OBJECTIF 1: Citez fidèlement le passage de l'extrait sur le choix d'Arise, depuis « Or aucune de » jusqu'à « immatriculés en Mauritanie. » inclus.
OBJECTIF 2: Condensez sous forme de liste le paragraphe de l'extrait fourni qui commence par « Or aucune de ces conditions », en conservant ses faits essentiels.

EXTRAIT FOURNI:
§
Or aucune de ces conditions ne s’applique au cas d’espèce. Un appel d’offres ouvert aurait été la procédure la plus adéquate. En effet, on peut difficilement concevoir qu’Arise ait été choisie pour des raisons de défense nationale, celles-ci étant organiquement liées à des attributs de souveraineté ; que ce choix fût dicté par des calamités naturelles ; ou par l’existence d’un quelconque pouvoir hiérarchique de l’autorité concédante sur le concessionnaire ; ou encore que le contrat fît cas d’un droit de propriété intellectuelle que la société Arise détiendrait sur un quelconque brevet d’invention ou de droits exclusifs dont elle serait titulaire et qui la distingueraient d’autres opérateurs immatriculés en Mauritanie.
§
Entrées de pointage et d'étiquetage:
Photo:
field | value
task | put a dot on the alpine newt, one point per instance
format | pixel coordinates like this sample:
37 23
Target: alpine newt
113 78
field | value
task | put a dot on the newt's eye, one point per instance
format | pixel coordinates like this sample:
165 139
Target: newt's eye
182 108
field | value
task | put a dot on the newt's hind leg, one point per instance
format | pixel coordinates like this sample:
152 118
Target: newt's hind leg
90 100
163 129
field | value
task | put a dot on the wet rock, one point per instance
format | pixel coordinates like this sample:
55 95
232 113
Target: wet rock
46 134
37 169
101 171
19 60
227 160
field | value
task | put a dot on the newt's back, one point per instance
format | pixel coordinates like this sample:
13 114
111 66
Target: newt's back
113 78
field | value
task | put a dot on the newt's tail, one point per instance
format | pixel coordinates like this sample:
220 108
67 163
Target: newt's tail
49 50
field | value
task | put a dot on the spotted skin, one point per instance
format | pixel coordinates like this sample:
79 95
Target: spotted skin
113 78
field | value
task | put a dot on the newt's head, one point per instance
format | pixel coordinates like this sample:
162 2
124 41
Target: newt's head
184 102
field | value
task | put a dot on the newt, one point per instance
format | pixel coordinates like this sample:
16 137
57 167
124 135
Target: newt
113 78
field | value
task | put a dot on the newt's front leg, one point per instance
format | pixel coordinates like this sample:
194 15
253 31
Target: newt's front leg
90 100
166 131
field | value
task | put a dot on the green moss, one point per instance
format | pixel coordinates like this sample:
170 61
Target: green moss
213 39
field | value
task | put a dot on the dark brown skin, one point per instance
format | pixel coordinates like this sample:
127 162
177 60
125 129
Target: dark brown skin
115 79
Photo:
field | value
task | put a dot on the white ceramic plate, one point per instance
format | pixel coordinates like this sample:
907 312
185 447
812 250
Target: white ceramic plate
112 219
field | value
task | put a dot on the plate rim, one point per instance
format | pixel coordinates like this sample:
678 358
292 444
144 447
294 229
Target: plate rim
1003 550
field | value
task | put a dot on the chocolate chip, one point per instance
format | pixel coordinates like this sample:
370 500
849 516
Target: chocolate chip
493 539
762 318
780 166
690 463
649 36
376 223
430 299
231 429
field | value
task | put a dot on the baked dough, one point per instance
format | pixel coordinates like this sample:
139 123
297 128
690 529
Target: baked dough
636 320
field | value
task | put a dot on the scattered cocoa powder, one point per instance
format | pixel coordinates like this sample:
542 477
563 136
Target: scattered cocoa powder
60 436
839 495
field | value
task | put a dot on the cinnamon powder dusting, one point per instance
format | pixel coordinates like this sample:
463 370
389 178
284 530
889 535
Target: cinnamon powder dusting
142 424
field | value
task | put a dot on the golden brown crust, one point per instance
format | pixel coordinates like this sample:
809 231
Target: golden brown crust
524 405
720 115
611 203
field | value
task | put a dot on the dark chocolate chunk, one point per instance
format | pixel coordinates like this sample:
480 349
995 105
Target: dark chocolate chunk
§
RÉPONSE 1:
Or aucune de ces conditions ne s’applique au cas d’espèce. Un appel d’offres ouvert aurait été la procédure la plus adéquate. En effet, on peut difficilement concevoir qu’Arise ait été choisie pour des raisons de défense nationale, celles-ci étant organiquement liées à des attributs de souveraineté ; que ce choix fût dicté par des calamités naturelles ; ou par l’existence d’un quelconque pouvoir hiérarchique de l’autorité concédante sur le concessionnaire ; ou encore que le contrat fît cas d’un droit de propriété intellectuelle que la société Arise détiendrait sur un quelconque brevet d’invention ou de droits exclusifs dont elle serait titulaire et qui la distingueraient d’autres opérateurs immatriculés en Mauritanie.

RÉPONSE 2:
- Aucune de ces conditions ne s'applique au cas d'espèce.
- Un appel d'offres ouvert aurait été la procédure la plus adéquate.
- Le choix d'Arise peut difficilement s'expliquer par :
  - la défense nationale, organiquement liée aux attributs de souveraineté ;
  - des calamités naturelles ;
  - un pouvoir hiérarchique de l'autorité concédante sur le concessionnaire ;
  - un droit de propriété intellectuelle ou des droits exclusifs détenus par Arise qui la distingueraient des autres opérateurs immatriculés en Mauritanie.